• Source document:
Robert Bathurst has narrated this article for you to listen to.
January. When the assisted dying bill comes in, I’ll be first in the queue. Non-stop nosebleeds, Covid-esque symptoms, leg cramps, a cough resistant to antibiotics, and unremunerated press interviews for my Burton/Taylor book. In the old days I’d be in New York, running amok with publicity handmaidens, going on television and racking up bills in the Gramercy Park Hotel. Now everything is done from the back-bedroom here in Hastings, where I dwell in the slum district, my window overlooking immigrants doing their laundry.
February. First anniversary of my myocardial infarction, when I collapsed in Morrisons car park. A good place to try to drop dead, as there are people about and the girl in the pharmacy knew how to use the defibrillator. Air ambulance helicopter to hospital, the works. My rib smashed from the vigorous CPR. No time to recuperate, either, as I had the proofs of my book to sort out, ‘sensitivity awareness’ editors to combat, the usual nonsense. The trouble I had getting ‘booby-doohs’ into print, my designation for Sophia Loren’s big knockers.

• Excerpted records:
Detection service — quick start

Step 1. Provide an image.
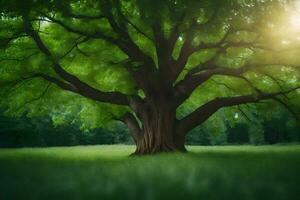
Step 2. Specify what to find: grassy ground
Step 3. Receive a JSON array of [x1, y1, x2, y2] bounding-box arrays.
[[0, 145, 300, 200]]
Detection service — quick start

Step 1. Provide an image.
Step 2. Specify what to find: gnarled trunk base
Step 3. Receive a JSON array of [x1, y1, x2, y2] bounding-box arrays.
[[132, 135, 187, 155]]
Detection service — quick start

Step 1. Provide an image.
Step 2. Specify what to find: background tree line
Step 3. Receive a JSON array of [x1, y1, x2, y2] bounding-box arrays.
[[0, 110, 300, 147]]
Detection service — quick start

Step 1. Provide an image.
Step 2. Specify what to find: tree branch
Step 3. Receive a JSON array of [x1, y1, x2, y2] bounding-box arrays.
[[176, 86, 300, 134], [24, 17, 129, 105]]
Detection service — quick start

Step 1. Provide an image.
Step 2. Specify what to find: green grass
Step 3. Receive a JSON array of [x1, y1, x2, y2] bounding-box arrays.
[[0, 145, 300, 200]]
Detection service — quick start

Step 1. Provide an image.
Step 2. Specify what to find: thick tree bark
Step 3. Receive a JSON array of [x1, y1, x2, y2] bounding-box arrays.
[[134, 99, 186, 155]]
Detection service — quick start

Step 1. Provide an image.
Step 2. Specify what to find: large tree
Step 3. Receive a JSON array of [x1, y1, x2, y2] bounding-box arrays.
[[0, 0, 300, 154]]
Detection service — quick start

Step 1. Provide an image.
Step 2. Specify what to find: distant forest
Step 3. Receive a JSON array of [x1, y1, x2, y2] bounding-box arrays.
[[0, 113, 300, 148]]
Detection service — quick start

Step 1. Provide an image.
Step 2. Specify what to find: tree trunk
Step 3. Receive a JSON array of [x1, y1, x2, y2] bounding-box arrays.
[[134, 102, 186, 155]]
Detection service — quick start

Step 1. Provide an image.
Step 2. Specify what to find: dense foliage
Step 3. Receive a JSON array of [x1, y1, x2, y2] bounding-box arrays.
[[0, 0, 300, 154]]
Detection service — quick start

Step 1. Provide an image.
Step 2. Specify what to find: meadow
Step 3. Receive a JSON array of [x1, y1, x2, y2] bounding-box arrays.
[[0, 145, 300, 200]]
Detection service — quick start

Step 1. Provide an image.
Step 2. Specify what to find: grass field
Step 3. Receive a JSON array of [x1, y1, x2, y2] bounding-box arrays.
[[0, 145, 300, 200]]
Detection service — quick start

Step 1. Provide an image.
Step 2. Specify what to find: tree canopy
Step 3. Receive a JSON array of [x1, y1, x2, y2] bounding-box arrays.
* * *
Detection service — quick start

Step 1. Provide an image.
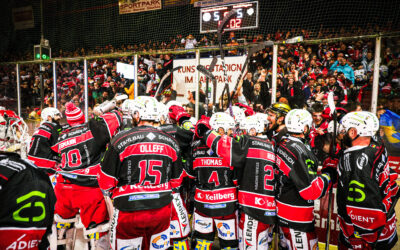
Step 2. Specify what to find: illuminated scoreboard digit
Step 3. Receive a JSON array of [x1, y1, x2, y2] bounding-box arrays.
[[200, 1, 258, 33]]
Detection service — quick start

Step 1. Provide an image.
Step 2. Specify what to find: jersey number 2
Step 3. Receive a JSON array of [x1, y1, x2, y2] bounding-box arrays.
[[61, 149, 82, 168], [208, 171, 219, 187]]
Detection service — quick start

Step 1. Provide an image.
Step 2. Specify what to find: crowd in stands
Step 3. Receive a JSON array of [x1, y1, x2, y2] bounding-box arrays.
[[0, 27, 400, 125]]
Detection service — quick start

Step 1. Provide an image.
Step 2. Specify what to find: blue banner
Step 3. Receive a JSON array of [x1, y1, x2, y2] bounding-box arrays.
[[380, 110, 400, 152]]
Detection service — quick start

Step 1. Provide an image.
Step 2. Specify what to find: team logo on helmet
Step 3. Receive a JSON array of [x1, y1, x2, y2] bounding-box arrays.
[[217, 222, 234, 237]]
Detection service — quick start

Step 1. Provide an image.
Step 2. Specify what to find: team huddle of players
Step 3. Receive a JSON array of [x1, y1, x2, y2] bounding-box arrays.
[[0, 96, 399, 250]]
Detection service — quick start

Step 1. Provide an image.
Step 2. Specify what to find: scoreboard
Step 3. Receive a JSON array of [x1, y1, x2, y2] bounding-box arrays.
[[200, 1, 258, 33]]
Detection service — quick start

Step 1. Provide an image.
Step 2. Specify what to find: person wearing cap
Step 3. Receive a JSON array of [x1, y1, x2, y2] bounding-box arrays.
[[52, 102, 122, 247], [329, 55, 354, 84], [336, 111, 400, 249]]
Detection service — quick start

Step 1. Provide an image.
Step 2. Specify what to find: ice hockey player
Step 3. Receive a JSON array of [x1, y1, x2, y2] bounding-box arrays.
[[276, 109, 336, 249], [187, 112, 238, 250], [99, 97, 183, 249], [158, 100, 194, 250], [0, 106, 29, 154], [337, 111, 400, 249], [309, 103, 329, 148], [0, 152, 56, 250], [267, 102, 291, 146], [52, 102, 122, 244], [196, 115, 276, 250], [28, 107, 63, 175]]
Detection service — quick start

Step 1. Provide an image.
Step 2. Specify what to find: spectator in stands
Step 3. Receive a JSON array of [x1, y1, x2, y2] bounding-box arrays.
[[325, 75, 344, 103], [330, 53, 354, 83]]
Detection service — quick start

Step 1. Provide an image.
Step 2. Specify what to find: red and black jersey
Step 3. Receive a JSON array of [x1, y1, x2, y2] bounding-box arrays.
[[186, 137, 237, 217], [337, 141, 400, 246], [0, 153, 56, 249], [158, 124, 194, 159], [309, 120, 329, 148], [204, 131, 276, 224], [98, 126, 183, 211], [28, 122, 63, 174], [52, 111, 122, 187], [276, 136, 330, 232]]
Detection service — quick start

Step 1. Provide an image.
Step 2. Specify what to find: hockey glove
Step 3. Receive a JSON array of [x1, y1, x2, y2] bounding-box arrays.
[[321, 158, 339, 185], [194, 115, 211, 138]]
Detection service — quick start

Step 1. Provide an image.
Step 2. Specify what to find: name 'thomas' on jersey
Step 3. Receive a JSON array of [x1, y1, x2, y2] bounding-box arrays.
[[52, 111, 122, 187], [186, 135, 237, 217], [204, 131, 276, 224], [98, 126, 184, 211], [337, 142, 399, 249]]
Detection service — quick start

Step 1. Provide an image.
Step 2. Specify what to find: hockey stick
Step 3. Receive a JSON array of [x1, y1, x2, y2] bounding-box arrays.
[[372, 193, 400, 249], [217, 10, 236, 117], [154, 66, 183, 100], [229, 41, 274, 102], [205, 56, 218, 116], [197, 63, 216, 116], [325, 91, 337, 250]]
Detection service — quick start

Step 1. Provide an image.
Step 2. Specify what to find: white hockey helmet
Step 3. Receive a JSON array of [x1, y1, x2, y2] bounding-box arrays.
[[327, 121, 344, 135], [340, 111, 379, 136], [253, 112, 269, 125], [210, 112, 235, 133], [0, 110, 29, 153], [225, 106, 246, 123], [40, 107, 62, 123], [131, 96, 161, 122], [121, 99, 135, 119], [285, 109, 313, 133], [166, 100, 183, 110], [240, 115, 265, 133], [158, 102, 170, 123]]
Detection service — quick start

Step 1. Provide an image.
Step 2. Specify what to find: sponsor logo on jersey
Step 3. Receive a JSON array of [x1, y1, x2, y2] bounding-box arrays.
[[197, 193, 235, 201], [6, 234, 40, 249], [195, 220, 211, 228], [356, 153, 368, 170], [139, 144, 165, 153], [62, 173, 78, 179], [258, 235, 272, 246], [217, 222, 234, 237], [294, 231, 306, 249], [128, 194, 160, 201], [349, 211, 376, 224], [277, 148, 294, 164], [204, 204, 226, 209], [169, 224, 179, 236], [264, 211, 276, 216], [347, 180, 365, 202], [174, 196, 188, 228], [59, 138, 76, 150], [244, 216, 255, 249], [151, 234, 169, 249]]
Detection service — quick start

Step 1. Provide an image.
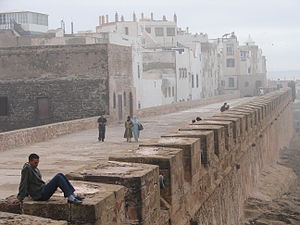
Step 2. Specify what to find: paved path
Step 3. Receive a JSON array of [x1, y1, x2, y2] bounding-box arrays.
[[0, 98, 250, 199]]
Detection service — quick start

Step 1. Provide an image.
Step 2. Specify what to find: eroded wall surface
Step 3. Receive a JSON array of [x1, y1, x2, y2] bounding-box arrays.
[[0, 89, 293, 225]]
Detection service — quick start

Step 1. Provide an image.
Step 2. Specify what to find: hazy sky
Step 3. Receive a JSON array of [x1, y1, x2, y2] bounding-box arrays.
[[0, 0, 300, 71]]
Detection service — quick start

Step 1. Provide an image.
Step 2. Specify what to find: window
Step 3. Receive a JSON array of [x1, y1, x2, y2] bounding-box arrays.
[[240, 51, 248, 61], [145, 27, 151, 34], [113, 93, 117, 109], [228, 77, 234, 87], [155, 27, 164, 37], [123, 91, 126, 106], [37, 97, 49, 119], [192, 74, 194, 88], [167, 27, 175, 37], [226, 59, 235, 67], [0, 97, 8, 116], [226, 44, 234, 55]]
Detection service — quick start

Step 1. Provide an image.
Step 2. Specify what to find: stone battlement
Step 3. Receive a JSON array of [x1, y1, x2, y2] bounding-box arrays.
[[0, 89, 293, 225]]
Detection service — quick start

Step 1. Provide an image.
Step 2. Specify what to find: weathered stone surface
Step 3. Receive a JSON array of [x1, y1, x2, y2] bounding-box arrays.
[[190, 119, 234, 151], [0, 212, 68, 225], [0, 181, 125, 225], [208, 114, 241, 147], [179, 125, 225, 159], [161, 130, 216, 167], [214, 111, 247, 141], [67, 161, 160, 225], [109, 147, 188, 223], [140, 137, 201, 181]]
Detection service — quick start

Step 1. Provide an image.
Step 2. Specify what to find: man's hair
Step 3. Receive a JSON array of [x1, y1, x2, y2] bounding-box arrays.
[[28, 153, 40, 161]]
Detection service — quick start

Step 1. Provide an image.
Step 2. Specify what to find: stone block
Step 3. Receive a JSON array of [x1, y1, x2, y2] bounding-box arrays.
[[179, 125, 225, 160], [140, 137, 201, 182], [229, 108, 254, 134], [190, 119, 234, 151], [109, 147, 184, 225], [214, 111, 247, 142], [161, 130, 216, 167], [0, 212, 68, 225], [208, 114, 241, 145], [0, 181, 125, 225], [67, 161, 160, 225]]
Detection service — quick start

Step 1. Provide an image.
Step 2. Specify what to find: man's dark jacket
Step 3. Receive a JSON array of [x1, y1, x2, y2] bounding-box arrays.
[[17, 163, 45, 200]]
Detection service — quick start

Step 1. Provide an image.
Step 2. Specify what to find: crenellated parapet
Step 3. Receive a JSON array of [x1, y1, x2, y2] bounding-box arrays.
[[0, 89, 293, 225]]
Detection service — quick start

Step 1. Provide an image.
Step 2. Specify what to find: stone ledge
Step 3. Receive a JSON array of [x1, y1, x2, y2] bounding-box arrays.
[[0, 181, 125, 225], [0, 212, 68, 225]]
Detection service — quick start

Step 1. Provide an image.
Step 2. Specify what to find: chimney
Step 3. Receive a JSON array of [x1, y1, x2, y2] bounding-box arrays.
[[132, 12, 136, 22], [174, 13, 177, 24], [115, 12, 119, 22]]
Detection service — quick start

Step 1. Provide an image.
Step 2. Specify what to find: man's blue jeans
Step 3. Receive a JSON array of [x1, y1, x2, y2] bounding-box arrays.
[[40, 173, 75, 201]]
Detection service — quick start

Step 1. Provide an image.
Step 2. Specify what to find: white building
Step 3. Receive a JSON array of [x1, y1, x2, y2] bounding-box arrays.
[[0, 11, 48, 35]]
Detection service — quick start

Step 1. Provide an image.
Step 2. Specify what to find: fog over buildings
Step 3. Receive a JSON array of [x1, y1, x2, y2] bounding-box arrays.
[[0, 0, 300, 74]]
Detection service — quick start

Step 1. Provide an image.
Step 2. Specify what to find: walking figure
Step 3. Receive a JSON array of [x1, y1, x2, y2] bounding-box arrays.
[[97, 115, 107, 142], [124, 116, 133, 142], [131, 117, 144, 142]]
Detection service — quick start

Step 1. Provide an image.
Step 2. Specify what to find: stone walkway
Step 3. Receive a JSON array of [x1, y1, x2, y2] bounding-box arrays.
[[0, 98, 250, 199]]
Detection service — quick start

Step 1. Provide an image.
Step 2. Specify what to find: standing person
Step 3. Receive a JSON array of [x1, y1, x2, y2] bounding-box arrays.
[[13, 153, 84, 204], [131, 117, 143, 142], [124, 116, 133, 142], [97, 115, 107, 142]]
...
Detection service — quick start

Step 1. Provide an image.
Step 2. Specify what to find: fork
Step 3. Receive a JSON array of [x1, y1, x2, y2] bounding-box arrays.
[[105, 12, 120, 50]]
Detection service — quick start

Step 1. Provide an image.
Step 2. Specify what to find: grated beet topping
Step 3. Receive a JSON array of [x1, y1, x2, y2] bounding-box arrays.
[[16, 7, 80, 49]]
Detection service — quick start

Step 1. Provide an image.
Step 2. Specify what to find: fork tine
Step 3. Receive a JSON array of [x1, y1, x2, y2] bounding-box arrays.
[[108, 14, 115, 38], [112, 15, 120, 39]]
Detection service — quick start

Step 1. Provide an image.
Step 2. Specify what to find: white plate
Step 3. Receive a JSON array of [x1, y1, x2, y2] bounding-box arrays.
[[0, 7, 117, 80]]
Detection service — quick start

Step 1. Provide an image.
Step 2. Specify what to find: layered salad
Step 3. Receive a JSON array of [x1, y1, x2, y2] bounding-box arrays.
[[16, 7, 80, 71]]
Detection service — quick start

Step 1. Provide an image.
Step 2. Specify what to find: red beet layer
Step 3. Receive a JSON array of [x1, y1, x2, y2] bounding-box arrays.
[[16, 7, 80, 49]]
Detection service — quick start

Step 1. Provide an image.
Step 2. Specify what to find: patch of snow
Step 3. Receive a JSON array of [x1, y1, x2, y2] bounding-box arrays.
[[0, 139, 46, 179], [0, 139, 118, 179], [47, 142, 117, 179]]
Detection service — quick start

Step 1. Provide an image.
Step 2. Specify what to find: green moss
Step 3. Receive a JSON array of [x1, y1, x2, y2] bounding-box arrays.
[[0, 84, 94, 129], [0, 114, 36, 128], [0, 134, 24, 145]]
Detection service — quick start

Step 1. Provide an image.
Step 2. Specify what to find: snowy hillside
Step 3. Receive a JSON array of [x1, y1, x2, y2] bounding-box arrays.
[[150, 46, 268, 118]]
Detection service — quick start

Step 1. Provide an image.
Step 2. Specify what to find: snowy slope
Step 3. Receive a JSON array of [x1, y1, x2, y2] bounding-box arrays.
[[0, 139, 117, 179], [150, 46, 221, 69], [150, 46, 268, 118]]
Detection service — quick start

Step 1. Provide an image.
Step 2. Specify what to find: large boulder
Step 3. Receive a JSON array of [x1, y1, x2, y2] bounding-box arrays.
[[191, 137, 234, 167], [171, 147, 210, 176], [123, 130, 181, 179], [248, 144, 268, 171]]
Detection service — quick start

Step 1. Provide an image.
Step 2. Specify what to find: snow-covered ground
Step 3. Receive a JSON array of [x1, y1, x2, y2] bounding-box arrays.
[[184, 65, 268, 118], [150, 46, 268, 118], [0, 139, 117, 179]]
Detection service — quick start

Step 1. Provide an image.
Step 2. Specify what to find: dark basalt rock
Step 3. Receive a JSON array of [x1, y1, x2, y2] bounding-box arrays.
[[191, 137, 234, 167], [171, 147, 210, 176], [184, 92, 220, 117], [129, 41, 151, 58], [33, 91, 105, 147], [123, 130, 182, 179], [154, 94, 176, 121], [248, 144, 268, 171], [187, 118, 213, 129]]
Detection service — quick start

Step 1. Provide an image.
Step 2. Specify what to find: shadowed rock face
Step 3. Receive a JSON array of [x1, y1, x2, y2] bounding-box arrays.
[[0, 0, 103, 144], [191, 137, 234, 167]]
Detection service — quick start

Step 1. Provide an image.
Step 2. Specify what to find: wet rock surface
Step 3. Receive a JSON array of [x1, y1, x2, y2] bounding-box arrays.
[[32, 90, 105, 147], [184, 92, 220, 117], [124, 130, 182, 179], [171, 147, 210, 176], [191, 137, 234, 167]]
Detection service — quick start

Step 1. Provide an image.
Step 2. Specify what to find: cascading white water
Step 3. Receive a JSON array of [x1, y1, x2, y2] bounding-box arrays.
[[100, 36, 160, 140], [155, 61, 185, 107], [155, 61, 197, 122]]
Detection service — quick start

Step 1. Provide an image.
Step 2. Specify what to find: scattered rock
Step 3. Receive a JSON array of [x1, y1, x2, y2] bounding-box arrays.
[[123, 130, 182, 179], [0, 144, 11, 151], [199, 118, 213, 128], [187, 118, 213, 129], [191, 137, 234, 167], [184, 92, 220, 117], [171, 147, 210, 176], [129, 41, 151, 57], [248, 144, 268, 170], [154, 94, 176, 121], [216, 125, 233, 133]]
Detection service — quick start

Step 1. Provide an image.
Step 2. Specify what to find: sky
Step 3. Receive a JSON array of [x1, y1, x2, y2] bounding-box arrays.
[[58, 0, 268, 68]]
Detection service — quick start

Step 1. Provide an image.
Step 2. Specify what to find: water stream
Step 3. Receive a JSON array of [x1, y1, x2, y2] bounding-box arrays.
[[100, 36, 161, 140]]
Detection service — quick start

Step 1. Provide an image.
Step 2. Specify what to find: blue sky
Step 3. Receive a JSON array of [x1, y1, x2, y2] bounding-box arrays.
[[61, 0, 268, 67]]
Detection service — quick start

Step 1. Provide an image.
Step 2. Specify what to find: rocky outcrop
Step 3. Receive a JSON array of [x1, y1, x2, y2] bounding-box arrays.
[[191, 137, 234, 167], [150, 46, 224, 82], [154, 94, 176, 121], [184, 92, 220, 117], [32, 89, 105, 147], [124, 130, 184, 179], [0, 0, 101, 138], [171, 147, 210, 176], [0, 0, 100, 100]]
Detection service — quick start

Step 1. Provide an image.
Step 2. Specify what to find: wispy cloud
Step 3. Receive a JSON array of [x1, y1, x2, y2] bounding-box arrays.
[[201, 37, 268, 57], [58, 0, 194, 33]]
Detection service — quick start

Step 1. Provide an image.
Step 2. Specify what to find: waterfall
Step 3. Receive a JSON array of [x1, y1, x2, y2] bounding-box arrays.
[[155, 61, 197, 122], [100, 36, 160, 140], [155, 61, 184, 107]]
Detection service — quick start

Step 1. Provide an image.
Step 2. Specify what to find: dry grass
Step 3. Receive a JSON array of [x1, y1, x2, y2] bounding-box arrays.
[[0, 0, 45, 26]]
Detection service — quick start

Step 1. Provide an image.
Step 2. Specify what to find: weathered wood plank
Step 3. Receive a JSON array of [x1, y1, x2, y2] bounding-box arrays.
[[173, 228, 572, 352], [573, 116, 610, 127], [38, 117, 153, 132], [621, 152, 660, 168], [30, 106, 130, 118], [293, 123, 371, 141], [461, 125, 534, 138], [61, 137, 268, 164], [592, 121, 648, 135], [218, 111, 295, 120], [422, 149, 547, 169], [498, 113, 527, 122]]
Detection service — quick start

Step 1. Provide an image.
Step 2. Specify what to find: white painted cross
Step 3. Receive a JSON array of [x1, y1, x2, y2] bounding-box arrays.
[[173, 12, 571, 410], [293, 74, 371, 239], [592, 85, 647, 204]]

• What this exercise asks:
1) From the January entry of the diary, list each physical symptom the writer names.
2) Carry the diary onward from the end of its February entry.

• Answers for each item:
1) Non-stop nosebleeds, Covid-esque symptoms, leg cramps, a cough resistant to antibiotics

2)
Griff Rhys Jones invited me to lunch with his pals in the Golden Dragon, Gerrard Street. Everyone said they’d see me later at Gyles Brandreth’s party. This was unlikely as I hadn’t been invited to Gyles Brandreth’s party. First thing next morning, Gyles Brandreth was on the phone. He’d assumed it was a well-orchestrated practical joke: ‘You weren’t there because you hadn’t been invited.’ I thanked him for the clarification. Well, you have to laugh. He does a great deal for charity, and when a raffle prize was dinner with Gyles Brandreth, an old lady enquired: ‘If I win, can I go by myself twice?’ Or was that Nicholas Parsons? Same difference.